| TASKS TO PERFORM |
A – In the article on converting a Django choices field to a foreign key, how many distinct migrations does the proper conversion take?
B – Write the next part of the article on converting a Django choices field to a foreign key, starting after its last sentence.

One common requirement I’ve seen in projects is that a model will start with a choices CharField but in the future this field will need to be converted to a normal foreign key to another model. This is such a common requirement that I’ve concluded that you need to double think before using choices because there’s a high possibility that in the lifetime of your project you’ll also need to convert it to a foreign key.
For example, let’s suppose you’ve got the following model:
CATEGORY_CHOICES = [
('cat1', 'Category 1 name',),
('cat2', 'Category 2 name',),
('cat3', 'Category 3 name',),
('cat4', 'Category 4 name',),
]
class Sample(models.Model):
name = models.CharField(max_length=100)
category = models.CharField(max_length=100, choices=CATEGORY_CHOICES)
You will need to convert it like this
class Category(models.Model):
name = models.CharField(max_length=100)
def __str__(self):
return self.name
class Sample(models.Model):
name = models.CharField(max_length=100)
category = models.ForeignKey('Category', on_delete=models.PROTECT)
There are various reasons that you may be forced to convert the choices field to a ForeignKey, some are:
- Your site administrators may need to sometime change these choices themselves
- You may want to add some properties to each choice i.e if a choice is active or not
- The choices info is local in your django project. If for some reason you want your data to be used by a different project (for example execute a reporing query directly from the database) you’ll just get the code for each choice (and not its name) leading you to ugly case statements in your queries to display the name of each choice. Furthermore, if the choices do change you’ll need to change them in two places (your django project and your reporting queries)
- The choice thing, although is very helpful and quick to implement leads to a non-normalized design. The name of each choice will be a string that would be duplicated to each row that has that particular choice.
In a previous article I had provided a recipe on how to properly normalize a database table containing a choices field like this using PL/pgSQL. This script should work in this case also but if you have a Django project then you should use migrations to do the conversion.
So let’s see how to convert our category choices field to a Foreign Key using django migrations!
The proper way to do it is in three distinct steps/migrations:
- Create the Category model and add a foreign key to it in the Sample model. You should not remove the existing choices field! So you’ll need to add another field to Sample for example named category_fk.
- Create a data migration to run a python script that will read the existing Sample instances and fill their category_fk field based on their category field.
- Remove the category field from Sample model and rename category_fk to category.
Let’s go through the steps one by one:
First we will change our initial models.py like this:
class Category(models.Model):
name = models.CharField(max_length=100)
class Sample(models.Model):
name = models.CharField(max_length=100)
category = models.CharField(max_length=100, choices=CATEGORY_CHOICES)
category_fk = models.ForeignKey('Category', on_delete=models.PROTECT, null=True)
So I’ve just added the Category model and the category_fk field to the Sample model. Notice the category choices field is still there since I need it to fill my category_fk! Also notice that I’ve added a null=True to the category_fk so it will allow the field to be added with a null value to the existing. I will fix that later. We can create and run an automatic migration now:
C:\progr\py3\migrations_tutorial>python manage.py makemigrations Migrations for 'core': core\migrations\0002_auto_20210715_0836.py - Create model Category - Add field category_fk to sample C:\progr\py3\migrations_tutorial>python manage.py migrate Operations to perform: Apply all migrations: admin, auth, contenttypes, core, sessions Running migrations: Applying core.0002_auto_20210715_0836... OK
So now all my rows have an empty category_fk field.

| MATERIAL SHOWN |
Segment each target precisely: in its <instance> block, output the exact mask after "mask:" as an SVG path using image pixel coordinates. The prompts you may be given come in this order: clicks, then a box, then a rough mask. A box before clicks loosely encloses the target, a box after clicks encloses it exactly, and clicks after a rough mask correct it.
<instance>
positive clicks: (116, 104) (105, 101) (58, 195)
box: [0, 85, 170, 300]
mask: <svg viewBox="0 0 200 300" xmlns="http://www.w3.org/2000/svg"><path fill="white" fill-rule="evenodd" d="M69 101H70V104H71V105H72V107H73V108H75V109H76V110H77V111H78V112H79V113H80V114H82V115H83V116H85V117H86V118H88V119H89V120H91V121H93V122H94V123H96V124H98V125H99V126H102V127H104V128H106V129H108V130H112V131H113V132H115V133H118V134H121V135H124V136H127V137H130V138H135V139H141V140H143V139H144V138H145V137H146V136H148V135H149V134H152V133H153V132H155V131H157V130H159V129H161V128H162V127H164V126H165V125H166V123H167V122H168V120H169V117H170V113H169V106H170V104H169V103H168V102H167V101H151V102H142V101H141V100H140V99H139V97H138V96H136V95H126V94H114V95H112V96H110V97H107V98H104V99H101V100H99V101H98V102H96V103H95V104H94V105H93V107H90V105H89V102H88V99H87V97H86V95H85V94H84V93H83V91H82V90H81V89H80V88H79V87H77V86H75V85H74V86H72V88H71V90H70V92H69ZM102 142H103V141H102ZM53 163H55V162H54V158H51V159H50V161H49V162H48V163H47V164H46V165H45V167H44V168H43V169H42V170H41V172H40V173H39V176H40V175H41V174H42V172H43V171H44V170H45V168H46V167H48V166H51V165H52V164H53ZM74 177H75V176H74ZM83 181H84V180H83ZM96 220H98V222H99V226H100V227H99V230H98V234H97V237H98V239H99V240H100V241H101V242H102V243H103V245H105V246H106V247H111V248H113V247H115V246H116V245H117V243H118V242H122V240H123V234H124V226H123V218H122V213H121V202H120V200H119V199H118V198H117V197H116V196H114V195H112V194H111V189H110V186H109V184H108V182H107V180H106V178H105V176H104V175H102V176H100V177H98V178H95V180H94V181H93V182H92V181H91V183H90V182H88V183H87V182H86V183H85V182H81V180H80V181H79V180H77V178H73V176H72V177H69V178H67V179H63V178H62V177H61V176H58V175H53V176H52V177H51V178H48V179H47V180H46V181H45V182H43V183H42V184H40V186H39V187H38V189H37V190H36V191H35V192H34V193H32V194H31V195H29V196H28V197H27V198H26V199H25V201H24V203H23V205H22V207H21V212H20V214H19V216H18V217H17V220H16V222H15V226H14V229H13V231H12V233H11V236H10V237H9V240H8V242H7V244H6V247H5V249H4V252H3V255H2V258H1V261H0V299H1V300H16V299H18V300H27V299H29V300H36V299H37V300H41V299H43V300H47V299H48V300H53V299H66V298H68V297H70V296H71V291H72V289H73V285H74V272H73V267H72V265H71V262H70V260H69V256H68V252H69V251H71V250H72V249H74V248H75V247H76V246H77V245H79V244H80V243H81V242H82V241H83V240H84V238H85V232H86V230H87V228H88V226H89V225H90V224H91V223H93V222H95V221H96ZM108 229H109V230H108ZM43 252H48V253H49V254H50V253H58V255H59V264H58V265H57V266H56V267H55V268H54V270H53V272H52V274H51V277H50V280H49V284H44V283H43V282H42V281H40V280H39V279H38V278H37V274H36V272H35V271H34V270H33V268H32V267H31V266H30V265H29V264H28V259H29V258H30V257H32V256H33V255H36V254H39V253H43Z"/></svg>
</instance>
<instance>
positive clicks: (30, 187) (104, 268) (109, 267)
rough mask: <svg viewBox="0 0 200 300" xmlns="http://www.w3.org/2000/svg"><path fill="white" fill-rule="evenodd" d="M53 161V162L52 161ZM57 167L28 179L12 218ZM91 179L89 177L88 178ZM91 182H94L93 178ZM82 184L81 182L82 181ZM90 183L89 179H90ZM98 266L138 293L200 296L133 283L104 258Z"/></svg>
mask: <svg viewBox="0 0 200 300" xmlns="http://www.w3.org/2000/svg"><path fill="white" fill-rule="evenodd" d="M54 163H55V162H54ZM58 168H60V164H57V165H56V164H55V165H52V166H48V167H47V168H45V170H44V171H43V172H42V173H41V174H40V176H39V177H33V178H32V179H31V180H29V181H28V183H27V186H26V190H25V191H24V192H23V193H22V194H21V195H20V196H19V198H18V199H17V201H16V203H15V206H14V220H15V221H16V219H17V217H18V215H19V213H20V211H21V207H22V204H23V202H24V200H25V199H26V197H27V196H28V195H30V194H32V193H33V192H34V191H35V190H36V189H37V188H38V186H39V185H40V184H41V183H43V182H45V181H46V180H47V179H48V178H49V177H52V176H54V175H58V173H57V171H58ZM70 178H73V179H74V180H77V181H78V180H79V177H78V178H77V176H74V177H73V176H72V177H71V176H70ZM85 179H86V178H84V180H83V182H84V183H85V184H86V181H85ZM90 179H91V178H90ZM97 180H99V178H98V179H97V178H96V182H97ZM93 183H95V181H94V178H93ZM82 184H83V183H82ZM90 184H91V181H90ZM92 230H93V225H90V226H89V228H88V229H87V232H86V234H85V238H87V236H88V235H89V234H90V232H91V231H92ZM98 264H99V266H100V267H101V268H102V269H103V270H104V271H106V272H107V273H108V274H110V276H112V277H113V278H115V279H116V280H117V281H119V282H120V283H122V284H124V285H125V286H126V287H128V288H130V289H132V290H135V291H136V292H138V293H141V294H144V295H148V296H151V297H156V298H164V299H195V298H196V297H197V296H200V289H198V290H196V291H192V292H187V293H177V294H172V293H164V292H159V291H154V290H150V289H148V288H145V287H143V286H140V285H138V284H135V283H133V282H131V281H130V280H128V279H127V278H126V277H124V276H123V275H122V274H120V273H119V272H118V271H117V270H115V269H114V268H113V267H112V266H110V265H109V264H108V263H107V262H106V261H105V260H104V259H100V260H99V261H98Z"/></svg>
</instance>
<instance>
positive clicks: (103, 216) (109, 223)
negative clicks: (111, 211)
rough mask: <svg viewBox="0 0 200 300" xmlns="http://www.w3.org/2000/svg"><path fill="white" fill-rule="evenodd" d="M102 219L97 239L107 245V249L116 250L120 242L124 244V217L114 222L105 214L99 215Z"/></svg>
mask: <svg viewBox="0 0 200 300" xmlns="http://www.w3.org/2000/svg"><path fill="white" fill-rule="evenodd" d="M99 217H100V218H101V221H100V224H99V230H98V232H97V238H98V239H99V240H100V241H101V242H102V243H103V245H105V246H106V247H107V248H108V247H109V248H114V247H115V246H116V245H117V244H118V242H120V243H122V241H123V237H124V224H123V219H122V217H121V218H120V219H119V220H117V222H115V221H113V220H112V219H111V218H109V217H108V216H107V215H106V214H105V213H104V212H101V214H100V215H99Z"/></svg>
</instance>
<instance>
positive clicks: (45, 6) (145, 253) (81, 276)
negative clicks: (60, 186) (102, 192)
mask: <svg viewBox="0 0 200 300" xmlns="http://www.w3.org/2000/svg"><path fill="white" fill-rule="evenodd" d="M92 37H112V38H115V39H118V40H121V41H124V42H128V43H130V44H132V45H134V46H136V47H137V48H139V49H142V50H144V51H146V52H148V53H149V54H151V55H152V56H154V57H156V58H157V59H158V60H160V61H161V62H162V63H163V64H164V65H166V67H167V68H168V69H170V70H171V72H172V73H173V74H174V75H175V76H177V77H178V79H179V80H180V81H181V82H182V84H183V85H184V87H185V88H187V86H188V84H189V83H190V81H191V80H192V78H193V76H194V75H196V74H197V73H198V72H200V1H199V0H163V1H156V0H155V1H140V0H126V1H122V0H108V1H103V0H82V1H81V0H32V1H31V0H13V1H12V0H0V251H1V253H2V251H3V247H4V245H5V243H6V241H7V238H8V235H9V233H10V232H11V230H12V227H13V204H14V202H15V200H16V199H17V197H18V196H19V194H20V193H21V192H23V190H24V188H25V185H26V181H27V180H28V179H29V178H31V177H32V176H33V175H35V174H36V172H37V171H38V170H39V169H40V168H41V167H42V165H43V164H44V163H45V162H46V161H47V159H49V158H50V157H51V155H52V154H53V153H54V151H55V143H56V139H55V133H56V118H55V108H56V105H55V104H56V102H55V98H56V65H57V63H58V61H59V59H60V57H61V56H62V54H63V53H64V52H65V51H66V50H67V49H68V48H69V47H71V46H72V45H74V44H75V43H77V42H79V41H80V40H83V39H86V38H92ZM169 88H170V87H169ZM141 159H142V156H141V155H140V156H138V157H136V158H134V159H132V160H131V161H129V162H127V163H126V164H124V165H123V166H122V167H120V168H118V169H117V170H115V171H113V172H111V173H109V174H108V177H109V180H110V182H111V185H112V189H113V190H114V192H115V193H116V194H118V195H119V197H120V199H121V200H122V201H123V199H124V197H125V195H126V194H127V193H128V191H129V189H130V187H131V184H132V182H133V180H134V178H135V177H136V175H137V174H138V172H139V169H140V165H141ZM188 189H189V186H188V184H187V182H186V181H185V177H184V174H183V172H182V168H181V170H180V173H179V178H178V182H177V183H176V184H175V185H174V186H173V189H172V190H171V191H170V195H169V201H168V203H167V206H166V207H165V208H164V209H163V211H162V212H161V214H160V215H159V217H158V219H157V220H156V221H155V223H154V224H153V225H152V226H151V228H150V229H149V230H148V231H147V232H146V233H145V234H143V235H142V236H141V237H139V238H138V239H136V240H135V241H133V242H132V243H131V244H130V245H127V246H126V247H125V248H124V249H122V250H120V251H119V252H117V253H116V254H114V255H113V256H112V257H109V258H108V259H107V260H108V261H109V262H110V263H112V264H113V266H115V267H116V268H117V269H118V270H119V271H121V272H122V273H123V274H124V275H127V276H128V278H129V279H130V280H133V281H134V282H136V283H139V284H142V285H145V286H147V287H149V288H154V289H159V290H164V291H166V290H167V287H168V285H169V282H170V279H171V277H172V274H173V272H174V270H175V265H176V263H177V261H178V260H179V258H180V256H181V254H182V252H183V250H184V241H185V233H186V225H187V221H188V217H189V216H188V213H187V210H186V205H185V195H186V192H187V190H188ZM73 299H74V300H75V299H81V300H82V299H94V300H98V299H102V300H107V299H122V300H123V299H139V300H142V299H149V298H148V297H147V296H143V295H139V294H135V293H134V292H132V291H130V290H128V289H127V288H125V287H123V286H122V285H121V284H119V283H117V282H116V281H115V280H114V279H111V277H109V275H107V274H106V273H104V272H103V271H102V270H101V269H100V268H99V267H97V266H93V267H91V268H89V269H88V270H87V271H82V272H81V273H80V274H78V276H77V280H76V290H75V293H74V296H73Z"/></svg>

| SOLVED TASKS |
A – Three distinct steps/migrations.

B –
For the second step, we will create the data migration that will fill the category_fk field. First of all let’s create an empty migration (notice my app is called core):
C:\progr\py3\migrations_tutorial>python manage.py makemigrations --empty core Migrations for 'core': core\migrations\0003_auto_20210715_0844.py
Let’s take a look at what Django has created for us:
from django.db import migrations
class Migration(migrations.Migration):
dependencies = [
('core', '0002_auto_20210715_0836'),
]
operations = [
]
This is an empty migration file, it just says that it will be run after the previous migration we just created. We’ll need to add an operation to it that will do the needed work of filling the category_fk field.
This can be done like this:
from django.db import migrations
def fill_category_fk(apps, schema_editor):
Sample = apps.get_model('core', 'Sample')
Category = apps.get_model('core', 'Category')
for sample in Sample.objects.all():
sample.category_fk, created = Category.objects.get_or_create(name=sample.category)
sample.save()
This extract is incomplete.